§ What is needed
Translate this sentence from the news report on Jeremy Hunt into Spanish: "Mr Hunt has already publicly called on Mr Johnson to go."

§ Selected extract

* * * * *

Conservative MP Jeremy Hunt said the next general election will be decided not by partygate but by the state of the economy.

The former foreign secretary, a persistent backbench critic of Boris Johnson who contested the 2019 Tory leadership contest, also did not rule out standing in any future race.

Mr Hunt, who was appearing at a think-tank event to discuss his new book reflecting on the NHS and his time as health secretary, said: “The next election won’t be decided on whether or not there were inappropriate parties in Downing Street during the pandemic.

“I think the next election will be decided on the economy. And the core reason that ordinary voters vote Conservative is because they think that we will look after the economy better and therefore there’ll be better prospects for them and their families.

“But at the moment, because of all the global shocks that we’ve had, people don’t feel that confidence. So I think that the biggest single challenge is to get the economy growing again.”

Mr Hunt has already publicly called on Mr Johnson to go.

Asked if he would stand again for Tory leader, he said: “We have to see what the circumstances are and then make the decision on that one.”

The Prime Minister is currently facing a fresh controversy after deputy chief whip Chris Pincher dramatically quit last week over allegations he groped two men at a Conservative private members’ club.

Questions continue to be asked about the extent to which Mr Johnson knew of allegations against Mr Pincher when he was appointed by Mr Johnson.

* * * * *

§ Records shown
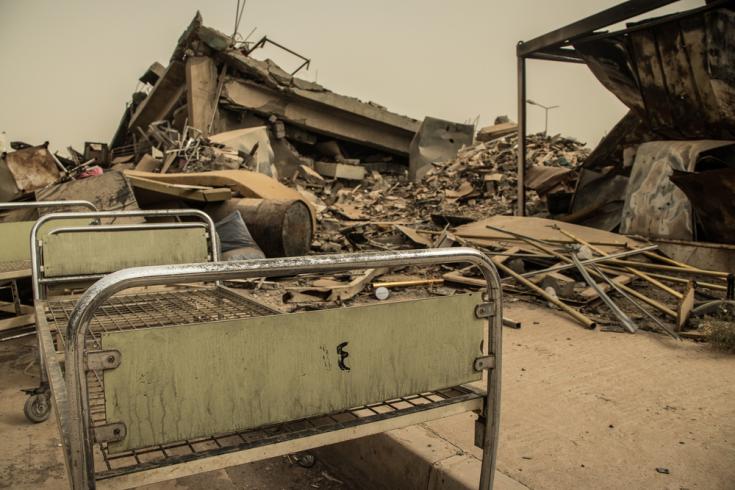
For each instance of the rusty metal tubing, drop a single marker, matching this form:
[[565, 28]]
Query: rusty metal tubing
[[155, 213], [638, 306], [81, 460], [521, 94], [629, 325]]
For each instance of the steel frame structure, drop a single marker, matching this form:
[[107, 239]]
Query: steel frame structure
[[555, 46]]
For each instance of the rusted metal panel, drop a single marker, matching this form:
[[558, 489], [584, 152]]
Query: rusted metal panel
[[654, 206], [678, 76], [710, 194], [32, 168]]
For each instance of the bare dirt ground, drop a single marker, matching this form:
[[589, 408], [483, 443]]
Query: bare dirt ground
[[592, 409], [581, 409]]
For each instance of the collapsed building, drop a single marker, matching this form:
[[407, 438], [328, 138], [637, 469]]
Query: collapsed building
[[286, 167]]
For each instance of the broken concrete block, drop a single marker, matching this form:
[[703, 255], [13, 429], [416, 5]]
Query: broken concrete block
[[245, 140], [436, 140], [492, 181], [201, 93], [495, 131], [340, 170]]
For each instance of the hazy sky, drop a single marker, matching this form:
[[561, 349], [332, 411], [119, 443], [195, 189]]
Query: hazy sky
[[69, 66]]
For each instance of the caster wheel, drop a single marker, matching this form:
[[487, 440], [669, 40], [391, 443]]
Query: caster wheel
[[37, 408], [306, 460]]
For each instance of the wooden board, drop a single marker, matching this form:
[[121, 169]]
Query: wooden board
[[102, 252], [189, 381], [149, 191], [539, 228]]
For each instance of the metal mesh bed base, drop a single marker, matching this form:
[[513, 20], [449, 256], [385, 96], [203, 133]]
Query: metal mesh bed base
[[184, 451], [157, 309], [195, 305]]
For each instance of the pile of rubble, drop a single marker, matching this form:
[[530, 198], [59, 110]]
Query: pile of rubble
[[287, 167], [479, 182]]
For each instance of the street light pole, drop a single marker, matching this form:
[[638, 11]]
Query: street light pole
[[546, 113]]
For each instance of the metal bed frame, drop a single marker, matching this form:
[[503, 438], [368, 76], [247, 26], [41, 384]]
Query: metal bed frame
[[20, 267], [38, 407], [81, 391]]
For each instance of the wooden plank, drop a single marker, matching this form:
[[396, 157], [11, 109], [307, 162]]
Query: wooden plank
[[191, 381], [538, 228], [201, 83], [166, 191], [102, 252], [685, 307]]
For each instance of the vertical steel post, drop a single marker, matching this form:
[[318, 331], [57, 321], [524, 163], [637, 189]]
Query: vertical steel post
[[521, 200]]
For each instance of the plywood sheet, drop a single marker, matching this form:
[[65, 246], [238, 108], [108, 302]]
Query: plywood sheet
[[540, 229], [101, 252], [189, 381]]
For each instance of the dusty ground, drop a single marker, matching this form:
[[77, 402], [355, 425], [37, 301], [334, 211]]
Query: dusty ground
[[581, 409], [591, 409]]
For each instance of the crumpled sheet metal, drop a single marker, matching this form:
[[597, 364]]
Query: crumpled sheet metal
[[654, 207], [678, 76], [711, 194]]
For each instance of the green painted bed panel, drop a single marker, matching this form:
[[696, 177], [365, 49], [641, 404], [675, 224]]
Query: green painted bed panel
[[182, 382], [15, 238], [101, 252]]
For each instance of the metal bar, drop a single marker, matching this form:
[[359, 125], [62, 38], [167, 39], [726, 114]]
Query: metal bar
[[80, 434], [634, 302], [147, 226], [639, 26], [607, 17], [521, 199], [155, 213], [562, 267], [576, 314], [630, 270], [47, 204], [557, 54], [620, 314]]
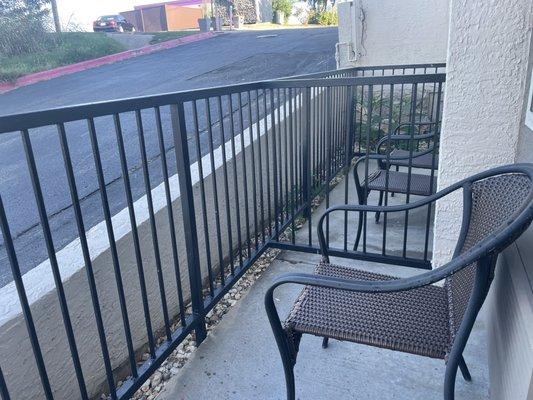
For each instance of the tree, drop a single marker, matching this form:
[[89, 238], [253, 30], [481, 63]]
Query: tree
[[55, 15]]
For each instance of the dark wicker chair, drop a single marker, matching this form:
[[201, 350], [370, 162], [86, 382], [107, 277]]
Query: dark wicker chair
[[390, 154], [411, 314]]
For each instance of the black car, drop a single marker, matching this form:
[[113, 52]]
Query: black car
[[112, 23]]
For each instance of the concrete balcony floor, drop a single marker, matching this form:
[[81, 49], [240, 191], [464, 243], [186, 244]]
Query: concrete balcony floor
[[240, 360]]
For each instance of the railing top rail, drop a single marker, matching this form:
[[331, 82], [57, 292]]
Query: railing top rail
[[35, 119], [366, 68]]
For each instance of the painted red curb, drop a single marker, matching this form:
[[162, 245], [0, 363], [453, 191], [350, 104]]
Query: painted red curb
[[96, 62]]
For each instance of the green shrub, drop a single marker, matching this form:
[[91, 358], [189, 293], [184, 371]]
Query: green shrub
[[61, 49], [285, 6]]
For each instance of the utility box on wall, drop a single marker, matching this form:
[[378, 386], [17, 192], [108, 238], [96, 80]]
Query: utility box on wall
[[409, 32]]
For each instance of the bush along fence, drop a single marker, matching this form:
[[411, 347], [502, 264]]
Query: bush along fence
[[223, 174]]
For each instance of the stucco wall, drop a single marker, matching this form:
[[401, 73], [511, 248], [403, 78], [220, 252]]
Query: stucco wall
[[392, 32], [486, 79], [510, 326]]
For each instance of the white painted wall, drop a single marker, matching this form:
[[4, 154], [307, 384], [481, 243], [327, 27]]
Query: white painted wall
[[392, 32], [510, 326], [488, 69], [486, 80]]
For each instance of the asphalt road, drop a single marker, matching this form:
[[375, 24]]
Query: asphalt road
[[227, 59]]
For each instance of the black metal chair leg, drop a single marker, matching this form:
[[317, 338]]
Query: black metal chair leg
[[379, 203], [289, 381], [360, 223], [449, 379], [359, 230], [464, 370]]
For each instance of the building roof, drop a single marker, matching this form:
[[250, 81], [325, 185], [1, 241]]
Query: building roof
[[170, 3]]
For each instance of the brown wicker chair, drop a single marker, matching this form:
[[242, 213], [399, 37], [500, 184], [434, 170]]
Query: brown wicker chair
[[411, 314]]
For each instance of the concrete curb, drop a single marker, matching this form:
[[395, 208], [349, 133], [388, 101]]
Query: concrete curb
[[112, 58]]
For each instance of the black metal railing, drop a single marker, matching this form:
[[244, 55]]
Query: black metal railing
[[208, 179]]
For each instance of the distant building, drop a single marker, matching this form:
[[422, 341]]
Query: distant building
[[183, 14], [168, 16]]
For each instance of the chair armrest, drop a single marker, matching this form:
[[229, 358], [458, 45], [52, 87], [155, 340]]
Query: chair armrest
[[381, 159], [402, 137], [397, 285], [362, 208]]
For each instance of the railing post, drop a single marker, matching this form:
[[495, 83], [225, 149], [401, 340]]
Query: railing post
[[306, 150], [179, 131], [350, 133]]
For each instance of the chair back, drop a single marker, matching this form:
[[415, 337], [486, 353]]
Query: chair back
[[492, 205]]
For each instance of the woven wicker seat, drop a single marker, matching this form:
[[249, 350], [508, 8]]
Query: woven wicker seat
[[413, 314], [414, 321]]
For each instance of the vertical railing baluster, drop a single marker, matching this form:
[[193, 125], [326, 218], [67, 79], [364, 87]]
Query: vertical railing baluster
[[4, 394], [286, 154], [306, 160], [274, 164], [348, 154], [181, 147], [235, 182], [412, 118], [369, 112], [153, 227], [88, 263], [267, 162], [254, 185], [203, 200], [226, 184], [436, 143], [387, 171], [260, 166], [292, 162], [134, 231], [215, 190], [43, 217], [327, 132], [244, 174], [26, 311], [170, 214]]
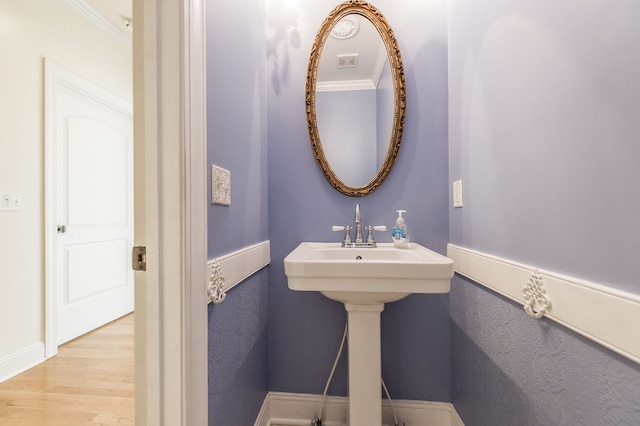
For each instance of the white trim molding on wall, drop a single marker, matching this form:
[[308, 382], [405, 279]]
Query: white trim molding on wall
[[600, 313], [227, 271], [16, 363], [292, 409]]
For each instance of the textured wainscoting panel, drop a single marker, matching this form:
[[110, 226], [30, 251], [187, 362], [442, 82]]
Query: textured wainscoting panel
[[603, 314], [509, 369]]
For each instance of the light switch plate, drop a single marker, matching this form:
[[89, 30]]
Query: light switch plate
[[12, 201], [457, 194], [220, 186]]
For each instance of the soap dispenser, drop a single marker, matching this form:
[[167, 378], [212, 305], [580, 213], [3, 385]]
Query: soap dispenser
[[400, 232]]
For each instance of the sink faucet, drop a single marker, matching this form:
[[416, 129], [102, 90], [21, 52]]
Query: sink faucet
[[359, 241], [358, 225]]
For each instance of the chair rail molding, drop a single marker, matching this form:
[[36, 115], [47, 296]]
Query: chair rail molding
[[603, 314], [227, 271]]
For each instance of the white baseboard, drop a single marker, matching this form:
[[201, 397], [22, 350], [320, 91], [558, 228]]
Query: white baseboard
[[601, 313], [289, 409], [16, 363]]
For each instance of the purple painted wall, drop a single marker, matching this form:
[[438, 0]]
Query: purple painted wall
[[544, 108], [236, 108], [305, 328]]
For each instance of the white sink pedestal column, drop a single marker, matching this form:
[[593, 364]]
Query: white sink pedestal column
[[365, 366]]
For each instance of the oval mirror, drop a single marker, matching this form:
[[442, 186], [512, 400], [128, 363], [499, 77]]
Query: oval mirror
[[355, 98]]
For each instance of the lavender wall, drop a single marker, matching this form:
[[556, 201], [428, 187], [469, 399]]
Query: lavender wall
[[305, 328], [543, 131], [236, 102]]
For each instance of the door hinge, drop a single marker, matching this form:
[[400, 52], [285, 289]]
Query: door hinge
[[139, 258]]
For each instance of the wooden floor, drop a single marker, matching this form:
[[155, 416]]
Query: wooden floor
[[89, 382]]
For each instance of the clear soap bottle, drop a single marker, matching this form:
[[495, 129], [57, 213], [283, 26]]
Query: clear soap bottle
[[400, 232]]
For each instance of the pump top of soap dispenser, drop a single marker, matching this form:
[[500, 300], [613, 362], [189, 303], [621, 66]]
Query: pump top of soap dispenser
[[400, 232]]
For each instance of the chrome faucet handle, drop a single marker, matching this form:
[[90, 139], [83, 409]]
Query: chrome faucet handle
[[358, 224], [370, 230], [347, 233]]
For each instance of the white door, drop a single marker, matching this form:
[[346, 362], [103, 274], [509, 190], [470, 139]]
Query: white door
[[92, 149]]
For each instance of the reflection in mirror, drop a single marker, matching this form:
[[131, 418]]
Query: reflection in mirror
[[355, 98]]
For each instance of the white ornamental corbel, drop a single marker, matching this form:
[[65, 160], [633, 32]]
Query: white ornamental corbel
[[536, 302], [216, 284]]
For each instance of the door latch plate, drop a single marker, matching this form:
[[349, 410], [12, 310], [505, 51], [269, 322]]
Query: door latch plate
[[139, 258]]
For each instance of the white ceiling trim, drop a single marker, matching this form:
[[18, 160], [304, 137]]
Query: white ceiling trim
[[343, 86], [100, 21]]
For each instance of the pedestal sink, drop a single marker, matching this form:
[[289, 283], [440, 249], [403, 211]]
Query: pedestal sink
[[364, 279]]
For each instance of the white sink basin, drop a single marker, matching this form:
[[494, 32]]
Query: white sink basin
[[367, 275]]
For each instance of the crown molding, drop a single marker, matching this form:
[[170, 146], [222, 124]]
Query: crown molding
[[101, 22]]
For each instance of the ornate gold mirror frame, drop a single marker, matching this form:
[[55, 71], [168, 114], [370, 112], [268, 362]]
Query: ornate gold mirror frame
[[397, 72]]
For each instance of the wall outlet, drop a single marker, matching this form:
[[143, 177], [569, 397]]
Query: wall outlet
[[457, 194]]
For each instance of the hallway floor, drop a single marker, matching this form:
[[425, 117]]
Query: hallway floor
[[89, 382]]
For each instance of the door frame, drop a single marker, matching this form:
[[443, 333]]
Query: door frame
[[171, 216]]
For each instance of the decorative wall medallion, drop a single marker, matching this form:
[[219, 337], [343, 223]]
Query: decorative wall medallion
[[535, 298], [345, 28], [216, 284]]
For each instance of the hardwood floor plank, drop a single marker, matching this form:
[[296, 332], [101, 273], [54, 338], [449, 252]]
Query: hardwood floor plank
[[89, 382]]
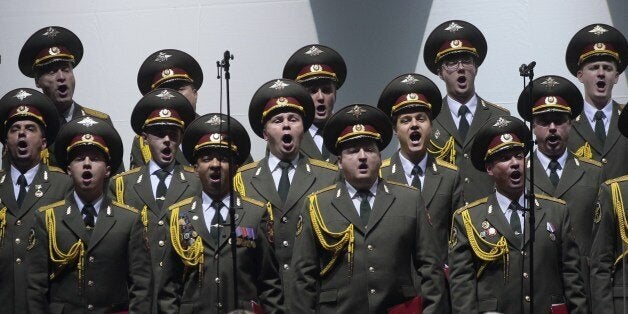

* * * * *

§ Final answer
El Sr. Hunt ya ha pedido públicamente al Sr. Johnson que se vaya.